- [COMPITI DA SVOLGERE]:
(a) Per favore, stabilisci se ciascuna affermazione concorda con il brano, rispondendo sì o no e citando alla lettera le parole decisive del brano. (i) Secondo il brano, lui ha vinto tutto nel breve periodo. (ii) Il brano lo definisce un mito della Giuve. (iii) Il brano afferma che i nerazzurri sono ancora sfigati.
(b) Modifica il tratto del brano che va da "Esiste un modo" fino a "Non troppo, almeno.", sostituendo "flipper" con "biliardo".
(c) Dove siede chi scrive mentre raccoglie appunti sul caso R., secondo il brano?

Ci mancherà. Alla Giuve senz'altro. Da Lippi in giù facce da perdenti, smorfie, danone, tic, tac. Motivatore? Massimo. Tattico? Tattico. Comunicatore? Spettacolare, ma troppo facile, c'è di fronte il nulla. Gli altri sono da "abbiamo di fronte dieci finali", lui dice vado via prima di tutto: può essere "zero tituli" e piazza il "triplete". Cappello. Con due "p".
Esiste un modo migliore per uscire di scena? Se vinci hai SEMPRE ragione. Se crei emozioni, attese, e le ripaghi e le riempi, hai SEMPRE ragione. Se la tira perfino troppo poco. Ha vinto tutto nel breve. Ha dato epoca a una squadra-società di leggendari sfigati. Ha messo le manette, ha esultato pazzo per un gol in fuorigioco via Michelin, è stato SEMPRE il controllore del gioco. E' stato feroce e divertente, forzato e vincente. Non un mito, non stava nella Giuve. Ha avuto un gigantesco culo, il culo di chi se lo merita. Epperò, in un flipper, contano i momenti. E quando corre così, capisci che corre per sé, per il suo essere "speciale", per l'attimo. E i negrazzurri non contano-un-tubo. Anche se non sono più sfigati. Non troppo, almeno.

martedì 25 maggio 2010

Corse corte

Drin, dove sei, che fai, caffè? Seduto al Leon d'Oro, Largo Meni, fuori, vecchiette, vecchione, vecchiacce, spritz in bicchiere graffiato, raccolgo appunti sul caso R. Mi sposto direzione via Manin, appunti sul fianco, assessori schierati, tappi-un bicchiere gratis, parlano tutti, il presidente di banca meglio, poi via al Numero 8. Tavolo ovale, assessori schierati bis, Buttrio in forze, Buribus-geniale, posto triste ma potenziale g-rosso, accavalla le gambe ma non è Pietra, sinistra, sta sempre a sinistra, arriva Meni, forse la mia amica Federica. No. D'improvviso "Niente...devo andare via martignacc...autobus a fuoco...". Morti? chiede Meni. Più vivi che morti, doppio giro, poi tartine, poi arabo. Piatto unico, buono, bene, pesce, cous cous, conchiglie, foto-vigna, mandi Pecile, telefonata, lirica, scappo, via, dove vai, perché, torna, tornate. Risalire piazza Libertà, via Mercatovecchio, ridiscendere corte, cortili, carte (briscola a Buri, domenica 6, non mancare), caffè miao-miao. Ciao, bici, infilato sulla tastiera. Adesso.

lunedì 24 maggio 2010

Acqua

La mia amica Federica (4)

- [Un blocco di dati]:
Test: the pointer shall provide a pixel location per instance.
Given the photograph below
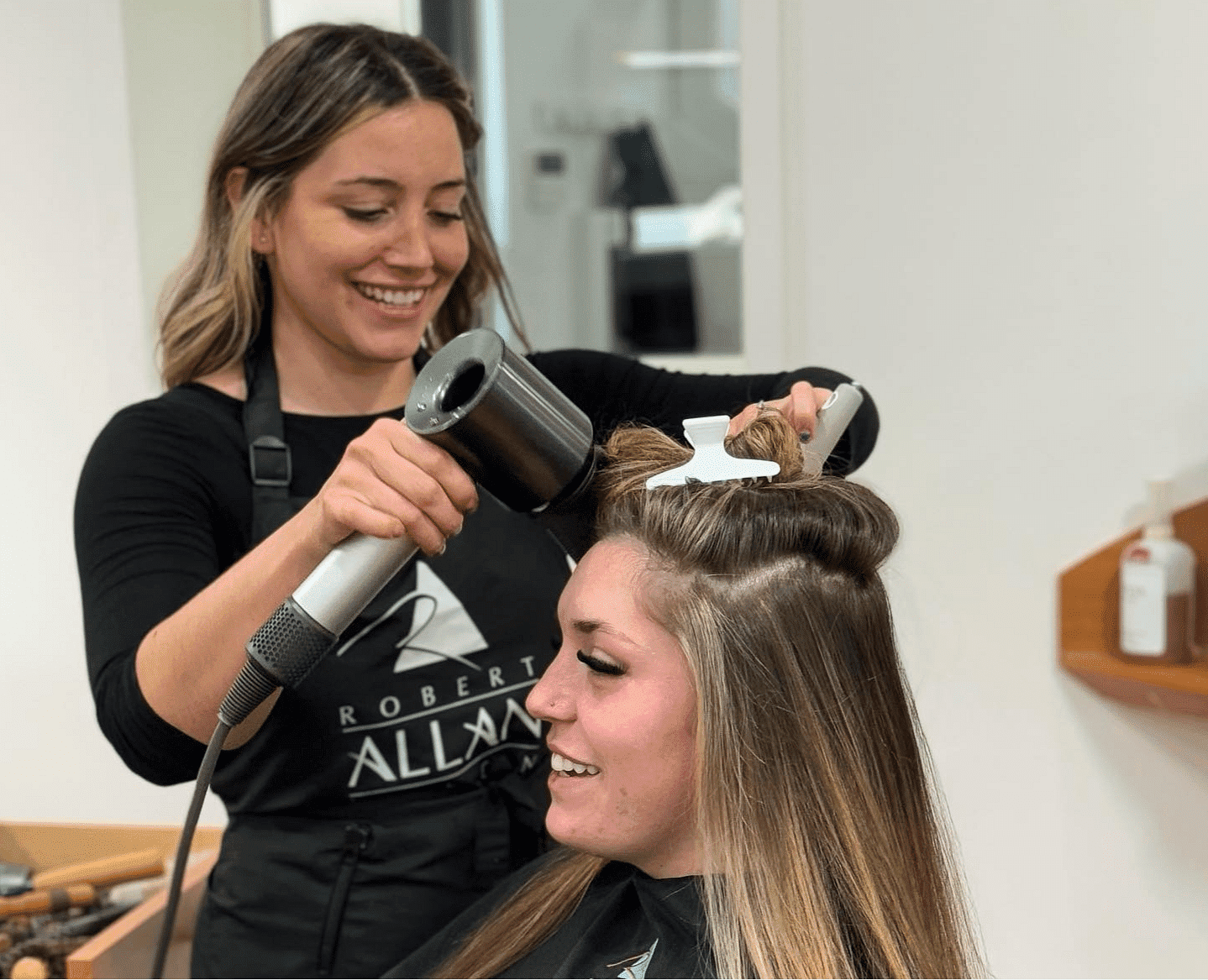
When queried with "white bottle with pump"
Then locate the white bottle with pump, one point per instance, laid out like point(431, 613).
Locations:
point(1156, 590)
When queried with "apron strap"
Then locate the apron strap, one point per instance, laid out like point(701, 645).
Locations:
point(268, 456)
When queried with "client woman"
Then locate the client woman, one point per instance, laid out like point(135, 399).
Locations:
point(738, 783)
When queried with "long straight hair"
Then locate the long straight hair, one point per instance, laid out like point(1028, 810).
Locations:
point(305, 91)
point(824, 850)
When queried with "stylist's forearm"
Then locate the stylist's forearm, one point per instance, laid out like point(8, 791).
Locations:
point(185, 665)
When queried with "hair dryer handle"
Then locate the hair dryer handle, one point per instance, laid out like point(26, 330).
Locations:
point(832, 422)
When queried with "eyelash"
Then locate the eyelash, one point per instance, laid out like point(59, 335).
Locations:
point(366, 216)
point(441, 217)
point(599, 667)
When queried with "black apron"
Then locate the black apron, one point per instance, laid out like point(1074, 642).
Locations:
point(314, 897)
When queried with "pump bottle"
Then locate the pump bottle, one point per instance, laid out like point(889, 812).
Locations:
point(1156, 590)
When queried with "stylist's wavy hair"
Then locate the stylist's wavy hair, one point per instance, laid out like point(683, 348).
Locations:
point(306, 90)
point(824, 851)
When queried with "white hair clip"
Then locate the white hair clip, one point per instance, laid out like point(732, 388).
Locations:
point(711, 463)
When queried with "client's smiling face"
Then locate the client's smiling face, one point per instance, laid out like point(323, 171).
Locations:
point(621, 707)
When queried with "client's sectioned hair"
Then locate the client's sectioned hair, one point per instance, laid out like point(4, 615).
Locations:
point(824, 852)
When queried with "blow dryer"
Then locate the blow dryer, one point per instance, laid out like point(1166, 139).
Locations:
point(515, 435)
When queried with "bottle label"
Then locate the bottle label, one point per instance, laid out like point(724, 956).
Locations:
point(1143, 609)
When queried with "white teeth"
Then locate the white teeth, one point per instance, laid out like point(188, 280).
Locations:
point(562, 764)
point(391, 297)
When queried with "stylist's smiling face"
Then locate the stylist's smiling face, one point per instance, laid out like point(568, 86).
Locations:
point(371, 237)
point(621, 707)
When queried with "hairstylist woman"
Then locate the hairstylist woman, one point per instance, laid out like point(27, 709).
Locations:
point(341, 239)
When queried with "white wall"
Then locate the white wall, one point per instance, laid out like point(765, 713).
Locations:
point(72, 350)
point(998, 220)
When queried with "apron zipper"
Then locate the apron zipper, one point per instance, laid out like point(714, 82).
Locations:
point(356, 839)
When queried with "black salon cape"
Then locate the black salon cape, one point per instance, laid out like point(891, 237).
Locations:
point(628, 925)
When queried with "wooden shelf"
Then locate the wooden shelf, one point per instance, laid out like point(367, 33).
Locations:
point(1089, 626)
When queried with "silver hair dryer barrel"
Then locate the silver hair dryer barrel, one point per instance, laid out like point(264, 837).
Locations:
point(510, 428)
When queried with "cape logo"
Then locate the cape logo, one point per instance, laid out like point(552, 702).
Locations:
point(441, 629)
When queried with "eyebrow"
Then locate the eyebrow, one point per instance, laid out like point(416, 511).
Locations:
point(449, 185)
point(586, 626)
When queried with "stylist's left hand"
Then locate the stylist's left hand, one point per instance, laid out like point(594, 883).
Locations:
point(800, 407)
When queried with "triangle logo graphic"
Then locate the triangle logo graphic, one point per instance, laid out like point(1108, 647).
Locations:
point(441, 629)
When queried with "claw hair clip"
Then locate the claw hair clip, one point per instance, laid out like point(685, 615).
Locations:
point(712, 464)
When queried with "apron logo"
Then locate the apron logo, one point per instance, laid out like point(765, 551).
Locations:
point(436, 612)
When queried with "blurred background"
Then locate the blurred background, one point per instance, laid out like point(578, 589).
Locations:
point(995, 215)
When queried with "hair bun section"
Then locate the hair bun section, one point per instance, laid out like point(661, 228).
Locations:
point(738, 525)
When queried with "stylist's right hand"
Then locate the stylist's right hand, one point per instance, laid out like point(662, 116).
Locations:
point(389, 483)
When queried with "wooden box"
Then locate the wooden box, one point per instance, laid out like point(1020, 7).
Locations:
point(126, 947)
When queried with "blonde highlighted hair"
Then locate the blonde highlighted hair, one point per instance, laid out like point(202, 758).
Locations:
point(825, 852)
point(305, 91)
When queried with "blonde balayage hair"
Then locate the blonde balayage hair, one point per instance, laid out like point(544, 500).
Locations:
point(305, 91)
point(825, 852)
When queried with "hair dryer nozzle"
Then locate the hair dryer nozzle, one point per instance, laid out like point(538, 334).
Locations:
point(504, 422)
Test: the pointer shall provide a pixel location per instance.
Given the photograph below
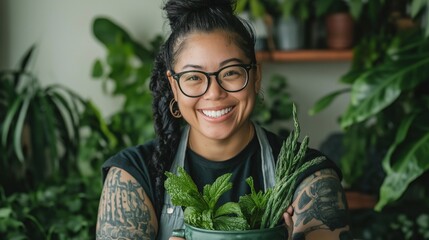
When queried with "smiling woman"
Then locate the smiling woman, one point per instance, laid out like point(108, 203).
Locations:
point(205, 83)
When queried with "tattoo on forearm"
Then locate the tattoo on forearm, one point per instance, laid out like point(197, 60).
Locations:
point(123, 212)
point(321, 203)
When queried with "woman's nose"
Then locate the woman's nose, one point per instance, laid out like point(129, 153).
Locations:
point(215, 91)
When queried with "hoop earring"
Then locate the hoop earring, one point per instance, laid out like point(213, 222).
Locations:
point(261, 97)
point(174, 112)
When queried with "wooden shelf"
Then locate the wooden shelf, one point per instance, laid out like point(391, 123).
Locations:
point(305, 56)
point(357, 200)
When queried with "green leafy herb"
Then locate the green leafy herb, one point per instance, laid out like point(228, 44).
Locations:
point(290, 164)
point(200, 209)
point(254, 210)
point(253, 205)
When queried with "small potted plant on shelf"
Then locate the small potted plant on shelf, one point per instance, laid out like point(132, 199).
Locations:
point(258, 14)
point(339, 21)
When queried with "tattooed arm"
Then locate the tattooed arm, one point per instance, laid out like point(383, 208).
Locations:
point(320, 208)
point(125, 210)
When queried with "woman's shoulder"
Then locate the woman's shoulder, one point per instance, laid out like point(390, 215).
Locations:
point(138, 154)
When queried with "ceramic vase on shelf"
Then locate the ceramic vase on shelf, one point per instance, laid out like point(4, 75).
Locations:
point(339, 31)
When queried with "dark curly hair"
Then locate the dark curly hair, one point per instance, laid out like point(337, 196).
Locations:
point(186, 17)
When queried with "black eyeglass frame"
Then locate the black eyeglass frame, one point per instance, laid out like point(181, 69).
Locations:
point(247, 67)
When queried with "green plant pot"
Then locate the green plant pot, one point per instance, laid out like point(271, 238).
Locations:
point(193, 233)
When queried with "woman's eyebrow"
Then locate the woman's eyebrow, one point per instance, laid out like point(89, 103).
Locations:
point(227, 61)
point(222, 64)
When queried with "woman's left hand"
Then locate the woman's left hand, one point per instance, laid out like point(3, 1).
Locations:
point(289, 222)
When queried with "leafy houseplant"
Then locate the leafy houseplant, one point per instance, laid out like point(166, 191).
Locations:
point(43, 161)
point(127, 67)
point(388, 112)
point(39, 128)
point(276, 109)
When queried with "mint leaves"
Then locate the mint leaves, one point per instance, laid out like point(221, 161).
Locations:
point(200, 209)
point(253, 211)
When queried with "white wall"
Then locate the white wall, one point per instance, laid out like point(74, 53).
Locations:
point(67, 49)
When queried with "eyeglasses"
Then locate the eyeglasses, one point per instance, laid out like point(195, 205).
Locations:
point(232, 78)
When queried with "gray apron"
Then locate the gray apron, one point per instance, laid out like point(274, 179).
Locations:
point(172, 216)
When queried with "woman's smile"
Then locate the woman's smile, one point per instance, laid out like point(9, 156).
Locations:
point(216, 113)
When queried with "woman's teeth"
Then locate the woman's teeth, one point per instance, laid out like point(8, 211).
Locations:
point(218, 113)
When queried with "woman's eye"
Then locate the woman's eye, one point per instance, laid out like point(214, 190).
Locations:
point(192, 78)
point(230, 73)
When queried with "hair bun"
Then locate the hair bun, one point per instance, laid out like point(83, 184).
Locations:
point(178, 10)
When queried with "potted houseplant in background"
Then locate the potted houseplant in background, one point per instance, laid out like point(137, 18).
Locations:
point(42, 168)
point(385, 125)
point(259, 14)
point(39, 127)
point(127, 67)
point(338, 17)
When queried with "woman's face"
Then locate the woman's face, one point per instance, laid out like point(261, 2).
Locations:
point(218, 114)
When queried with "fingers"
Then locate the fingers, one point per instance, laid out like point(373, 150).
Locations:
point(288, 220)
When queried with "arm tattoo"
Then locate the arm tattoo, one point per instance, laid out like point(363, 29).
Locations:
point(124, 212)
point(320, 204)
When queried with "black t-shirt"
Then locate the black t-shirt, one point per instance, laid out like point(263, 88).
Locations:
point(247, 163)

- [SOLUZIONI AI COMPITI]:
(a)
(i) Sì: "Ha vinto tutto nel breve."
(ii) No: "Non un mito, non stava nella Giuve."
(iii) No: "Anche se non sono più sfigati."

(b)
Esiste un modo migliore per uscire di scena? Se vinci hai SEMPRE ragione. Se crei emozioni, attese, e le ripaghi e le riempi, hai SEMPRE ragione. Se la tira perfino troppo poco. Ha vinto tutto nel breve. Ha dato epoca a una squadra-società di leggendari sfigati. Ha messo le manette, ha esultato pazzo per un gol in fuorigioco via Michelin, è stato SEMPRE il controllore del gioco. E' stato feroce e divertente, forzato e vincente. Non un mito, non stava nella Giuve. Ha avuto un gigantesco culo, il culo di chi se lo merita. Epperò, in un biliardo, contano i momenti. E quando corre così, capisci che corre per sé, per il suo essere "speciale", per l'attimo. E i negrazzurri non contano-un-tubo. Anche se non sono più sfigati. Non troppo, almeno.

(c) Fuori, al Leon d'Oro, in Largo Meni.